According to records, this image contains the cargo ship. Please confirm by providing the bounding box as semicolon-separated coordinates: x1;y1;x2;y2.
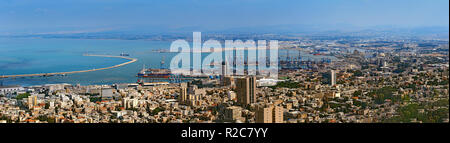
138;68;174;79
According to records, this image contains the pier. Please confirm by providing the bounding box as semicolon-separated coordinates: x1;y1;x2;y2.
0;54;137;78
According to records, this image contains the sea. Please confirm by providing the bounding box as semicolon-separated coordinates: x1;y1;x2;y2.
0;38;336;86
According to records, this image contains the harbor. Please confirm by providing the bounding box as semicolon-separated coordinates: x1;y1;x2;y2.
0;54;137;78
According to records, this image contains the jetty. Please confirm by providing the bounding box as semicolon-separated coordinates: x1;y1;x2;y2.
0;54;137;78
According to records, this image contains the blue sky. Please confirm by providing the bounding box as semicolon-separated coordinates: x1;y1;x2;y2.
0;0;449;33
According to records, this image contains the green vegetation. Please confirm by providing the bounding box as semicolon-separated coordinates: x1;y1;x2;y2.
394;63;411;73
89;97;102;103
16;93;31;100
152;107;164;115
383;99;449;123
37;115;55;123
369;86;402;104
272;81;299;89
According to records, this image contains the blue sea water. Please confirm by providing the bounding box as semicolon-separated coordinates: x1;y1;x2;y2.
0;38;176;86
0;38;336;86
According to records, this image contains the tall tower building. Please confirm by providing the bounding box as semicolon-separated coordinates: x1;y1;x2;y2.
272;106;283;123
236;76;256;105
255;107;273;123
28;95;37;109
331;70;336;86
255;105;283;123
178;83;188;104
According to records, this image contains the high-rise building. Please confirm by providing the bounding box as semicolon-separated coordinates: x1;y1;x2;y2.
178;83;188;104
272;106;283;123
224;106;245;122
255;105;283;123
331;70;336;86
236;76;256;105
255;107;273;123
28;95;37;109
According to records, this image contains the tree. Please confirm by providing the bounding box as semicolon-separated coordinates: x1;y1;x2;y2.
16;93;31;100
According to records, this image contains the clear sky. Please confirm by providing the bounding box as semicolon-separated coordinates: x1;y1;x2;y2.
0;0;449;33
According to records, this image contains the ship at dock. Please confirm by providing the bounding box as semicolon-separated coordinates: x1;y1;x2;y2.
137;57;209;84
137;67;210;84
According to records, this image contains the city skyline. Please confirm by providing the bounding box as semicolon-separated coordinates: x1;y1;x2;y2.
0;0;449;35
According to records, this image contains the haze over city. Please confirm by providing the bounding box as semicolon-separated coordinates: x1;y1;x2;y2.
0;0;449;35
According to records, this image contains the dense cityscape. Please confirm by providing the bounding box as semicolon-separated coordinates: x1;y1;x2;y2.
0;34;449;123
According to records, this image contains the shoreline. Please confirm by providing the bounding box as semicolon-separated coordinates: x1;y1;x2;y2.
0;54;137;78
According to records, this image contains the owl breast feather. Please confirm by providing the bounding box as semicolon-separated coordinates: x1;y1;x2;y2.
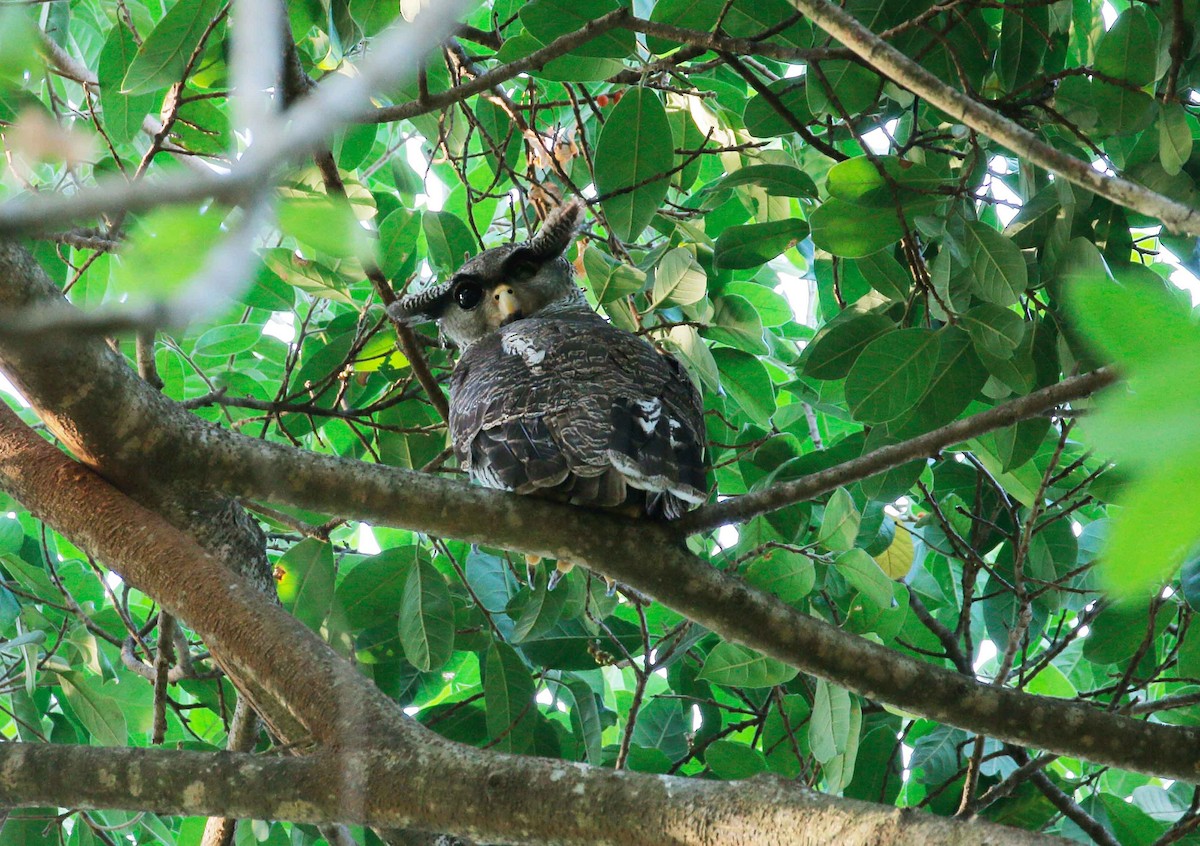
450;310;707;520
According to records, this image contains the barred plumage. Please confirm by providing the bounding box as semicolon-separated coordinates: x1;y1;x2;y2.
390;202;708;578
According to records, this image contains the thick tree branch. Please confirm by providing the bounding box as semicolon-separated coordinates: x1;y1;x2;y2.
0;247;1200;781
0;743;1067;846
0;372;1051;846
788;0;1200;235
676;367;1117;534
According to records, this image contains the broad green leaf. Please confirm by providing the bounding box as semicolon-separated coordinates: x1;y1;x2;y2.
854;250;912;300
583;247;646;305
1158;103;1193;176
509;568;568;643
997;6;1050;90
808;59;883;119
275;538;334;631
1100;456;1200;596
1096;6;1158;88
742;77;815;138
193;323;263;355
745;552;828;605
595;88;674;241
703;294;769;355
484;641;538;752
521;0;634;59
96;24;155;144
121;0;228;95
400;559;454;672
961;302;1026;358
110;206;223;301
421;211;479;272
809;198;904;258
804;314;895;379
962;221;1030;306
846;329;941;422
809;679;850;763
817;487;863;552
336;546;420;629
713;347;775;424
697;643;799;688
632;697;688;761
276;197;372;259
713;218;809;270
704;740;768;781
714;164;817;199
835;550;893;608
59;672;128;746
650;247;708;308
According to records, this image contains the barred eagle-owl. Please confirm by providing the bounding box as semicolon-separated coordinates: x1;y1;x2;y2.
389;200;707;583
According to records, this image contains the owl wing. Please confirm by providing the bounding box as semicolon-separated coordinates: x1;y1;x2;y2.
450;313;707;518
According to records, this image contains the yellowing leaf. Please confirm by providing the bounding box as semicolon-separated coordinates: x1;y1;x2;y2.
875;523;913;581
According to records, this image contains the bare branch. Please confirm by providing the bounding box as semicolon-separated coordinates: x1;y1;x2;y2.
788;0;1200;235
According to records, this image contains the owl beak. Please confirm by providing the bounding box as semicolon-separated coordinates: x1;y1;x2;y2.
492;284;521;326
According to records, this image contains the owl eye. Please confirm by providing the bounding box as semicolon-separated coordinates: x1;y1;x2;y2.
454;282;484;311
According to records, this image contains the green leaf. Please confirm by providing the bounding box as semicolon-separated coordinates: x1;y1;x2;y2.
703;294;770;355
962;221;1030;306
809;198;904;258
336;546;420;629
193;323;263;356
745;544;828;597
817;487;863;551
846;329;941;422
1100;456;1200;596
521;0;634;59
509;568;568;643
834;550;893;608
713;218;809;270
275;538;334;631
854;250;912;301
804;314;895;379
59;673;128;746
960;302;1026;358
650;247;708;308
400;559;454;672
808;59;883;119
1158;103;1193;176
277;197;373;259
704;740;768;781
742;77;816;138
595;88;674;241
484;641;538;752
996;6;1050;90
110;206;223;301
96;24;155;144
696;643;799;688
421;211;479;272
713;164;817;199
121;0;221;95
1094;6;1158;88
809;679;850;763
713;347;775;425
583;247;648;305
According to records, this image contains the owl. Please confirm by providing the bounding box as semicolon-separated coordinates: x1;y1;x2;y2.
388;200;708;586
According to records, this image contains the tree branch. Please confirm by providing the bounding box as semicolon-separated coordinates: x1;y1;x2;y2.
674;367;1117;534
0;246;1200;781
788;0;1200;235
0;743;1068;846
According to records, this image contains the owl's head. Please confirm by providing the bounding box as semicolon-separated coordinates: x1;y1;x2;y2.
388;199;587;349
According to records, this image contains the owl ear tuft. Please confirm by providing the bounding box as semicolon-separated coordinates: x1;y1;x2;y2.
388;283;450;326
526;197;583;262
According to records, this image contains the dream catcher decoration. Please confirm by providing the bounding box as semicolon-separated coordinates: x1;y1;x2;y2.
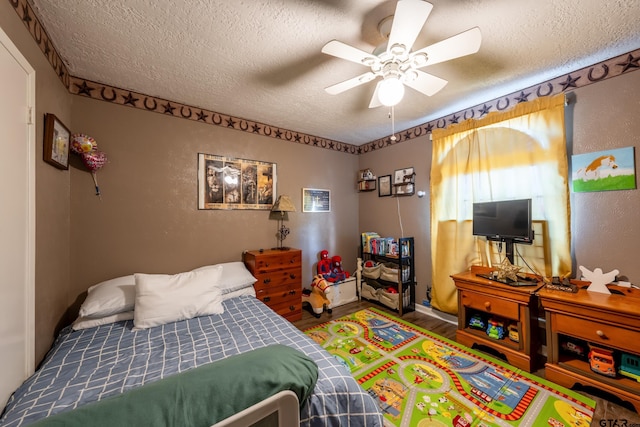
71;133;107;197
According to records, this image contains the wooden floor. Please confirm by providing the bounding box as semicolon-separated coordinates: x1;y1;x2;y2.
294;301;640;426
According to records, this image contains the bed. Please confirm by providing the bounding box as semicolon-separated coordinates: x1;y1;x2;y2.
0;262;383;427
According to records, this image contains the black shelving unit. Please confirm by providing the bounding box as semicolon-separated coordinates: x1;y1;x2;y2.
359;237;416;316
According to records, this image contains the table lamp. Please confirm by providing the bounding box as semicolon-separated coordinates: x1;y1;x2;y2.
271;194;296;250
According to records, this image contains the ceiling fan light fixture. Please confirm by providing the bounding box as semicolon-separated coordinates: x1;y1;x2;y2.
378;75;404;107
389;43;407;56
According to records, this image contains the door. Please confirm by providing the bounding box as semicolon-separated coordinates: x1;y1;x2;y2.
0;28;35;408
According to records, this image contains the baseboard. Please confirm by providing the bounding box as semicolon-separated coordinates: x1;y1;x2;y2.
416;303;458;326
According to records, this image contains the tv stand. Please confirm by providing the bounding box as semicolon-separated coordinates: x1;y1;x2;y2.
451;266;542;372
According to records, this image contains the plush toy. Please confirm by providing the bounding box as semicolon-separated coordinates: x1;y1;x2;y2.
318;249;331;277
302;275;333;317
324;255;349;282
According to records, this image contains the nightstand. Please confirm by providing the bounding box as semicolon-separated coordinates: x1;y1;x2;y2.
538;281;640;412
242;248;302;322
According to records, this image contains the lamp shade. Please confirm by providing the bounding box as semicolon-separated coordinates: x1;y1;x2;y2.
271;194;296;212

Your objective: Give the material from the line containing "According to records, this image contains the shoreline." through the line containing "676;367;1117;534" as a JSON list of strings, one per line, with blank lines omitted. Leave the pictures out of the answer.

Complete response:
[
  "According to records, this image contains the shoreline. Please confirm by providing the bounding box as semicolon-separated coordinates: x1;y1;x2;y2.",
  "0;54;137;78",
  "According to records, this image contains the owl breast feather. Please confirm by providing the bounding box as semicolon-separated coordinates: x1;y1;x2;y2.",
  "450;310;707;520",
  "According to records, this image contains the barred plumage. Please confirm by providing the bounding box as semicolon-separated coordinates: x1;y1;x2;y2.",
  "390;202;708;578",
  "According to records, this image contains the thick tree branch. Please confirm by providing the bounding box as semicolon-separated coordinates: x1;y1;x2;y2.",
  "0;247;1200;781",
  "0;743;1067;846",
  "0;372;1051;846",
  "788;0;1200;235",
  "676;367;1117;534"
]